Aim: Repeat, exactly and in full, the lines of the listing below, but without any pictures.

— Start of Provided data —

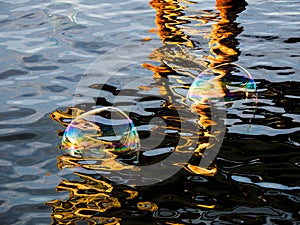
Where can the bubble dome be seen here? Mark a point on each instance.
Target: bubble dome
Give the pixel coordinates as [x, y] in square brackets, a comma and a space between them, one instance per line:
[99, 133]
[226, 82]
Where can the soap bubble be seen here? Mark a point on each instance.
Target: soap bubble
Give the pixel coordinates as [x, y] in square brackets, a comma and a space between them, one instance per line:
[100, 133]
[226, 82]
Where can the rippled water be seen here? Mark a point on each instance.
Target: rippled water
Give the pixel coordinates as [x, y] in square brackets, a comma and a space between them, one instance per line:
[48, 50]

— End of Provided data —

Problem solution:
Where can the bubble dome be seen here? Mark a point on each instance.
Target: bubble dome
Give the pixel coordinates as [x, y] in square brackets, a comma and a space between them, one instance per line:
[99, 133]
[226, 82]
Where can the soap bubble be seen here? Mark a point on each instance.
Target: soap bubble
Give the pixel coordinates as [x, y] in square brackets, a comma and a space between them, one instance per line:
[100, 133]
[226, 82]
Where can the rippled water be seen here? Mark a point on each instance.
Target: rippled water
Give the pixel coordinates as [x, y] in square brackets, a comma and a space between them, one instance per line:
[48, 50]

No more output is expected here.